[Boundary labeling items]
★ ★ ★ ★

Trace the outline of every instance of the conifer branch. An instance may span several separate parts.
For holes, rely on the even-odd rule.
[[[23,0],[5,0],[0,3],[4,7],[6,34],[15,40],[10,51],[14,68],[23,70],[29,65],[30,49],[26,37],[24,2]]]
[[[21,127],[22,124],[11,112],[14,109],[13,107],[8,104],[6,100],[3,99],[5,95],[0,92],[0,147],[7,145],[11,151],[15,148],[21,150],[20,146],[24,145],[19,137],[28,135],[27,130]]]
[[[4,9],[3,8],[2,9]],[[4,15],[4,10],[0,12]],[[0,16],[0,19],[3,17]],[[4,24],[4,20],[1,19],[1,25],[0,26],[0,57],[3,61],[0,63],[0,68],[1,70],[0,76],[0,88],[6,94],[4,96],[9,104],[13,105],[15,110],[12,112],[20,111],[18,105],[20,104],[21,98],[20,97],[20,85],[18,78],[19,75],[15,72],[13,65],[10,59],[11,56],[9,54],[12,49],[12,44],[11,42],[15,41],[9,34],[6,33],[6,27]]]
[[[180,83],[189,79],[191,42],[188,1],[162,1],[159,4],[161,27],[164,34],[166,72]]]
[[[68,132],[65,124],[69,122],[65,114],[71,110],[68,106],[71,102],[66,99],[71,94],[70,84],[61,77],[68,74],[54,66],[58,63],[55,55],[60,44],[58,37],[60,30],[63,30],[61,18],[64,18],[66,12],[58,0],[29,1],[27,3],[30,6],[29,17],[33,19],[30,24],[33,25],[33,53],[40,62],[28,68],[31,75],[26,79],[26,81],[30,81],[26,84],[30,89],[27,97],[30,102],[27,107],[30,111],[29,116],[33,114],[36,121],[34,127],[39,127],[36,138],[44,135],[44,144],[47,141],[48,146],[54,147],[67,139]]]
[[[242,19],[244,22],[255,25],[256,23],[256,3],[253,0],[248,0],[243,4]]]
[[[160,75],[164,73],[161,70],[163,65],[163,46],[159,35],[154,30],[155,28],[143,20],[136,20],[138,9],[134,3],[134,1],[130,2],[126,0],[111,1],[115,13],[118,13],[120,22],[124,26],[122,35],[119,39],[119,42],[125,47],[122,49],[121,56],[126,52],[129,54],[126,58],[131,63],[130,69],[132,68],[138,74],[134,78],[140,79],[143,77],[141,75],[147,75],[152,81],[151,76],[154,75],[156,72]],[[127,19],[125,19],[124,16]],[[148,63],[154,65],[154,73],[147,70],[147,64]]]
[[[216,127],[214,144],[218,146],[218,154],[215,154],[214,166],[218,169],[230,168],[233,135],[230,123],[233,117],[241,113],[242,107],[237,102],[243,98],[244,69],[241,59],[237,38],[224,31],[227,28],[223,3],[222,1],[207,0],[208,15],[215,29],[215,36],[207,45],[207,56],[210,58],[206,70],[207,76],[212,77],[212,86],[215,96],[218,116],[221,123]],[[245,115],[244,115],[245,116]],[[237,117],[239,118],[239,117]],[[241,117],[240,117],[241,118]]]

★ ★ ★ ★

- [YOUR TASK] Copy all the records above exactly, missing none.

- [EXERCISE ANSWER]
Trace the outline of every instance of the conifer branch. An instance may span several separate parts.
For holes, rely on the even-odd rule.
[[[23,0],[5,0],[0,3],[4,7],[6,34],[15,40],[10,51],[14,68],[23,70],[29,65],[30,49],[26,37],[24,2]]]
[[[21,127],[22,124],[11,112],[14,109],[13,107],[8,104],[6,100],[3,99],[5,95],[0,92],[0,147],[7,145],[11,151],[15,148],[21,150],[20,146],[24,145],[19,137],[28,135],[27,130]]]
[[[4,9],[3,8],[2,9]],[[4,15],[4,10],[0,12]],[[0,16],[0,19],[3,17]],[[4,24],[4,20],[1,19],[1,25],[0,26],[0,57],[3,61],[0,63],[0,68],[1,70],[0,76],[0,88],[6,94],[4,96],[9,104],[13,105],[15,110],[12,112],[20,111],[18,105],[20,104],[21,98],[20,97],[20,85],[18,78],[19,75],[15,72],[13,65],[10,59],[11,56],[9,54],[12,49],[12,44],[11,42],[15,41],[9,34],[6,33],[6,27]]]
[[[180,83],[189,79],[191,42],[188,1],[162,1],[159,4],[161,27],[164,34],[166,72]]]
[[[68,132],[65,124],[69,122],[65,114],[71,110],[68,106],[71,102],[66,99],[71,94],[70,84],[61,77],[68,74],[54,66],[58,63],[55,55],[60,44],[58,37],[60,30],[63,30],[61,18],[64,18],[66,12],[58,0],[29,1],[27,3],[30,6],[29,17],[33,19],[30,24],[33,25],[33,53],[40,62],[28,68],[31,75],[26,79],[26,81],[30,81],[26,84],[30,89],[27,97],[30,102],[27,107],[30,111],[29,116],[33,114],[36,121],[34,127],[39,127],[36,138],[44,135],[44,144],[47,141],[48,146],[54,147],[67,139]]]
[[[242,19],[244,22],[255,25],[256,23],[256,3],[253,0],[248,0],[243,4]]]
[[[160,75],[164,73],[161,70],[163,65],[163,46],[159,35],[154,30],[155,28],[143,20],[136,20],[138,9],[134,3],[134,1],[130,2],[126,0],[111,1],[115,13],[118,13],[120,22],[124,26],[122,35],[119,39],[119,42],[125,47],[122,49],[121,56],[126,52],[129,54],[126,58],[131,63],[130,69],[132,68],[138,74],[134,78],[140,79],[143,77],[141,75],[147,75],[152,81],[151,76],[154,75],[156,72]],[[127,19],[125,19],[124,16]],[[148,63],[154,65],[154,73],[147,70],[147,64]]]
[[[216,127],[214,144],[218,146],[218,154],[215,154],[214,166],[218,169],[230,168],[233,135],[230,123],[233,117],[241,113],[242,107],[237,102],[243,98],[244,69],[241,59],[237,38],[224,31],[227,28],[223,3],[222,1],[207,0],[208,15],[215,29],[215,36],[207,45],[207,56],[210,58],[206,70],[207,76],[212,77],[212,86],[215,96],[218,116],[221,123]],[[245,115],[244,115],[245,116]],[[237,117],[239,118],[239,117]],[[241,117],[240,117],[241,118]]]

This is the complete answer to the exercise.